What to do:
Rewrite all the items below as a numbered list, dropping any blank lines. Leave the pictures out of your answer.

Material to process:
---+---

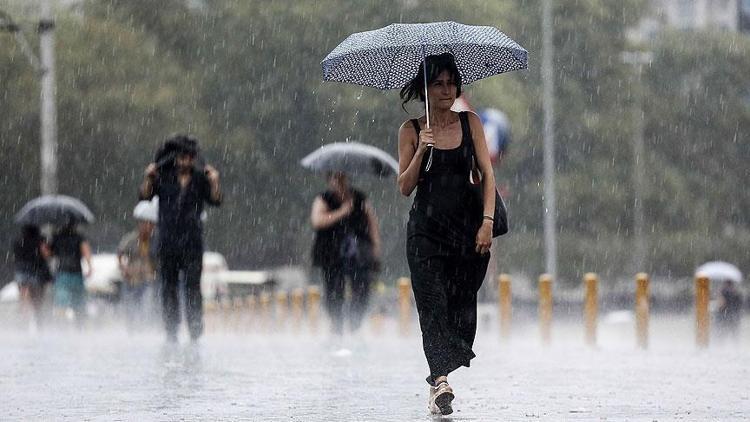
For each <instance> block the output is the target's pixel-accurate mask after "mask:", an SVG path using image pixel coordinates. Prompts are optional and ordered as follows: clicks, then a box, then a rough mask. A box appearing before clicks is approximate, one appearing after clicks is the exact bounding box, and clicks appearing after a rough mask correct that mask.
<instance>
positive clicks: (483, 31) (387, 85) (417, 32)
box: [321, 22, 528, 127]
mask: <svg viewBox="0 0 750 422" xmlns="http://www.w3.org/2000/svg"><path fill="white" fill-rule="evenodd" d="M443 53H450V54H451V55H453V57H454V59H455V61H456V66H457V67H458V71H459V73H460V74H461V80H462V82H463V83H464V84H470V83H472V82H474V81H477V80H480V79H483V78H487V77H490V76H493V75H498V74H501V73H505V72H510V71H513V70H519V69H526V67H527V61H528V52H527V51H526V50H525V49H524V48H523V47H521V46H520V45H519V44H518V43H516V42H515V41H513V40H512V39H511V38H510V37H508V36H507V35H505V34H504V33H502V32H500V31H499V30H498V29H497V28H493V27H491V26H472V25H464V24H460V23H456V22H436V23H413V24H399V23H395V24H391V25H388V26H386V27H384V28H380V29H376V30H372V31H365V32H357V33H355V34H352V35H350V36H349V37H348V38H346V39H345V40H344V41H343V42H341V44H339V45H338V46H337V47H336V48H335V49H333V51H331V53H330V54H328V56H327V57H326V58H325V59H323V61H322V62H321V65H322V67H323V79H324V80H326V81H336V82H345V83H351V84H356V85H364V86H370V87H374V88H378V89H383V90H385V89H400V88H403V87H404V85H406V84H407V83H408V82H409V81H411V80H412V79H413V78H414V77H415V76H416V75H417V73H418V70H419V66H425V67H426V64H425V60H424V59H425V57H427V56H432V55H439V54H443ZM424 74H425V77H426V75H427V71H426V69H425V72H424ZM426 91H427V84H426V83H425V97H426V96H427V95H426V94H427V92H426ZM425 115H426V116H427V127H429V126H430V120H429V119H430V117H429V116H430V113H429V101H427V100H426V101H425Z"/></svg>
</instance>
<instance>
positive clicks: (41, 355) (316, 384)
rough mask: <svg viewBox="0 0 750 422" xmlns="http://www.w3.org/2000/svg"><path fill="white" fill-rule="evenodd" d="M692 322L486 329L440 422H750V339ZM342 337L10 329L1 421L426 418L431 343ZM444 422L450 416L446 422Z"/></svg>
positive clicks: (0, 366)
mask: <svg viewBox="0 0 750 422" xmlns="http://www.w3.org/2000/svg"><path fill="white" fill-rule="evenodd" d="M691 324H692V319H691V318H690V316H682V317H680V318H677V319H666V318H664V317H662V318H654V320H653V321H652V332H651V345H650V348H649V350H647V351H641V350H638V349H637V348H636V347H635V337H634V333H633V329H632V327H630V326H622V325H617V324H612V325H606V324H604V323H602V324H601V325H600V330H599V345H600V346H599V347H598V348H596V349H591V348H588V347H585V346H584V345H583V331H582V328H581V327H580V326H579V325H580V324H578V323H577V321H569V322H564V323H557V324H555V326H554V327H553V338H552V344H551V345H550V346H549V347H543V346H542V345H541V344H540V343H539V340H538V337H539V336H538V327H537V326H536V325H535V324H534V323H533V322H529V323H526V324H523V323H519V324H516V325H515V326H514V328H513V337H512V338H511V340H510V341H503V340H500V339H499V337H498V336H497V335H496V330H495V327H494V326H492V325H489V326H484V327H483V328H482V326H481V325H480V332H479V333H478V336H477V344H476V347H475V351H476V353H477V355H478V357H477V358H476V359H475V360H474V361H473V362H472V367H471V368H461V369H459V370H458V371H457V372H455V373H454V374H453V375H451V377H450V381H451V384H452V385H453V388H454V390H455V392H456V400H455V401H454V409H455V413H454V414H453V415H451V416H450V417H443V418H442V420H446V421H447V420H454V421H500V420H503V421H533V420H550V421H559V420H586V421H589V420H590V421H600V420H617V421H621V420H629V421H641V420H642V421H654V420H656V421H668V420H670V421H671V420H692V421H708V420H717V421H718V420H720V421H730V420H746V418H747V417H748V415H750V389H748V388H747V380H748V379H749V378H750V365H748V360H747V352H748V350H750V347H748V339H750V336H748V330H747V328H746V326H747V324H745V328H743V332H742V338H741V341H740V342H739V343H737V344H732V345H725V346H720V345H718V344H716V343H717V342H714V343H712V346H711V347H710V348H709V349H708V350H703V351H701V350H698V349H696V347H695V345H694V337H693V333H692V331H691V330H692V325H691ZM416 330H417V327H416V326H413V327H412V330H411V335H410V336H407V337H399V336H397V334H396V333H397V332H398V330H397V329H396V327H395V322H392V325H388V322H387V323H386V325H385V326H384V329H383V332H382V333H381V334H379V335H375V334H374V333H373V331H372V330H371V329H368V330H365V333H364V334H363V335H362V336H361V337H358V338H351V337H347V338H345V339H344V340H343V341H341V342H338V341H334V340H332V339H331V338H329V337H328V336H326V335H323V334H321V335H320V336H318V337H315V336H313V335H312V334H310V333H308V332H300V333H298V334H294V333H289V332H286V333H276V334H261V333H258V332H249V333H242V332H236V331H226V332H214V333H211V332H209V333H208V334H207V335H206V336H205V337H204V338H203V339H202V340H201V341H200V343H198V344H196V345H191V344H189V343H185V341H184V339H183V343H181V344H179V345H173V346H169V345H166V344H165V343H164V341H163V339H162V337H161V336H160V334H159V333H158V332H157V331H152V332H147V333H143V334H138V335H132V336H129V335H127V334H126V332H125V330H124V329H123V328H121V327H119V326H112V327H100V328H96V329H92V330H91V331H84V332H76V331H66V330H47V331H44V332H42V333H39V334H36V335H30V334H28V333H26V332H23V331H21V330H18V329H15V328H12V327H10V326H9V325H8V324H7V323H5V324H2V325H0V333H1V334H2V336H3V350H2V353H1V354H0V356H2V359H0V389H1V390H2V392H3V393H2V394H3V400H2V404H1V405H0V412H1V414H2V415H3V416H2V419H3V420H66V421H82V420H107V421H109V420H115V421H118V420H122V421H124V420H139V421H140V420H143V421H173V420H189V421H192V420H225V421H230V420H247V421H428V420H432V419H433V418H432V417H430V416H429V415H428V414H427V410H426V404H427V385H426V383H425V382H424V377H425V376H426V375H427V373H426V372H427V369H426V364H425V362H424V358H423V356H422V351H421V339H420V337H419V336H418V335H417V331H416ZM437 419H441V418H437Z"/></svg>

---+---

The answer:
1. For each <instance> block the output is the target's pixel-accurate mask after "mask:", an SVG path using image pixel coordinates. Prompts are optional and ordered as follows: clicks, then a box, then a rough mask. A box appearing before clicks is approximate, one appearing after clicks is the exact bounding box, and clicks appearing after a rough mask correct that mask.
2. <instance>
3. positive clicks: (483, 31) (387, 85) (417, 32)
4. box: [321, 22, 528, 127]
5. mask: <svg viewBox="0 0 750 422" xmlns="http://www.w3.org/2000/svg"><path fill="white" fill-rule="evenodd" d="M443 53H450V54H451V55H453V57H454V59H455V61H456V66H457V67H458V71H459V73H460V74H461V80H462V82H463V83H464V84H470V83H472V82H474V81H477V80H480V79H483V78H487V77H490V76H493V75H498V74H501V73H505V72H510V71H513V70H519V69H526V67H527V61H528V52H527V51H526V50H525V49H524V48H523V47H521V46H520V45H519V44H518V43H516V42H515V41H513V40H512V39H511V38H510V37H508V36H507V35H505V34H504V33H502V32H500V31H499V30H498V29H497V28H493V27H491V26H472V25H464V24H460V23H456V22H436V23H413V24H399V23H395V24H391V25H388V26H386V27H384V28H380V29H376V30H372V31H365V32H357V33H355V34H352V35H350V36H349V37H348V38H346V39H345V40H344V41H343V42H341V44H339V45H338V46H337V47H336V48H335V49H333V51H331V53H330V54H328V56H327V57H326V58H325V59H323V61H322V62H321V65H322V67H323V79H324V80H326V81H336V82H345V83H351V84H356V85H364V86H370V87H374V88H378V89H383V90H385V89H400V88H403V87H404V85H406V84H407V83H408V82H409V81H411V80H412V79H413V78H414V77H415V76H416V75H417V73H418V70H419V66H425V67H426V64H425V60H424V59H425V57H427V56H432V55H439V54H443ZM424 74H425V77H426V75H427V71H426V69H425V72H424ZM426 91H427V84H426V83H425V97H426V96H427V95H426V94H427V92H426ZM425 115H426V116H427V127H429V126H430V120H429V119H430V117H429V116H430V113H429V101H427V100H426V101H425Z"/></svg>
6. </instance>
7. <instance>
8. positive clicks: (41, 355) (316, 384)
9. rough mask: <svg viewBox="0 0 750 422" xmlns="http://www.w3.org/2000/svg"><path fill="white" fill-rule="evenodd" d="M692 322L486 329L440 422H750V339ZM342 337L10 329L1 421L426 418L431 343ZM444 422L450 416L446 422Z"/></svg>
10. positive clicks: (0, 366)
11. mask: <svg viewBox="0 0 750 422" xmlns="http://www.w3.org/2000/svg"><path fill="white" fill-rule="evenodd" d="M691 324H692V319H691V318H690V316H682V317H680V318H677V319H666V318H664V317H662V318H654V320H653V321H652V332H651V345H650V348H649V350H647V351H641V350H638V349H637V348H636V347H635V337H634V333H633V329H632V327H630V326H622V325H617V324H612V325H606V324H604V323H602V324H601V325H600V330H599V345H600V346H599V347H598V348H596V349H591V348H588V347H585V346H584V345H583V331H582V328H581V327H580V326H579V325H580V324H578V323H577V321H569V322H564V323H557V324H555V326H554V327H553V338H552V344H551V345H550V346H549V347H543V346H542V345H541V344H540V343H539V340H538V337H539V336H538V327H537V326H536V325H535V324H534V323H533V322H529V323H526V324H523V323H519V324H516V325H515V326H514V328H513V337H512V338H511V340H510V341H503V340H500V339H499V337H498V336H497V335H496V330H495V327H494V326H492V325H489V326H484V327H483V328H482V326H481V325H480V332H479V333H478V336H477V344H476V347H475V351H476V353H477V355H478V357H477V358H476V359H475V360H474V361H473V362H472V367H471V368H461V369H459V370H458V371H457V372H455V373H454V374H453V375H451V377H450V381H451V384H452V385H453V388H454V390H455V392H456V400H455V401H454V409H455V413H454V414H453V415H451V416H450V417H443V418H442V420H446V421H447V420H454V421H500V420H503V421H533V420H550V421H559V420H586V421H589V420H590V421H600V420H617V421H621V420H629V421H641V420H642V421H654V420H656V421H668V420H670V421H671V420H692V421H708V420H717V421H718V420H720V421H730V420H746V418H747V417H748V415H750V389H748V388H747V380H748V379H749V378H750V365H748V360H747V352H748V350H750V347H748V339H750V336H748V330H747V328H746V326H747V324H745V328H743V332H742V338H741V341H740V342H739V343H737V344H732V345H725V346H720V345H718V344H716V343H717V342H714V343H712V346H711V347H710V348H709V349H708V350H703V351H701V350H698V349H696V347H695V345H694V337H693V333H692V331H691V330H692V325H691ZM416 330H417V327H416V326H413V327H412V330H411V335H410V336H407V337H399V336H397V334H396V333H397V332H398V330H397V329H396V327H395V322H392V325H388V322H387V323H386V325H385V326H384V329H383V332H382V333H381V334H379V335H375V334H374V333H373V331H372V330H371V329H368V330H365V333H364V334H363V335H362V336H361V337H358V338H351V337H347V338H345V339H344V340H343V341H341V342H338V341H334V340H332V339H331V338H329V337H328V336H326V335H323V334H321V335H320V336H318V337H315V336H313V335H312V334H310V333H308V332H300V333H298V334H294V333H289V332H286V333H276V334H261V333H258V332H249V333H242V332H236V331H226V332H214V333H211V332H209V333H208V334H207V335H206V336H205V337H204V338H203V339H202V340H201V341H200V343H198V344H196V345H191V344H189V343H185V341H184V339H183V343H181V344H179V345H173V346H169V345H166V344H165V343H164V341H163V339H162V337H161V336H160V334H159V333H158V332H157V331H152V332H147V333H143V334H138V335H132V336H129V335H127V334H126V332H125V330H124V329H123V328H121V327H119V326H112V327H100V328H96V329H92V330H91V331H84V332H76V331H66V330H47V331H44V332H42V333H39V334H36V335H30V334H28V333H26V332H23V331H21V330H18V329H15V328H12V327H10V326H9V325H8V324H7V323H5V324H2V325H0V333H1V334H2V336H3V350H2V353H1V354H0V356H2V359H0V389H1V390H2V392H3V393H2V394H3V400H2V404H1V405H0V412H1V414H2V415H3V416H2V419H3V420H66V421H82V420H107V421H109V420H115V421H118V420H122V421H124V420H139V421H140V420H143V421H173V420H189V421H192V420H225V421H230V420H247V421H428V420H432V419H433V418H432V417H430V416H429V415H428V414H427V410H426V404H427V385H426V383H425V382H424V377H425V376H426V375H427V373H426V372H427V369H426V364H425V362H424V358H423V356H422V351H421V339H420V337H419V336H418V335H417V331H416ZM437 419H441V418H437Z"/></svg>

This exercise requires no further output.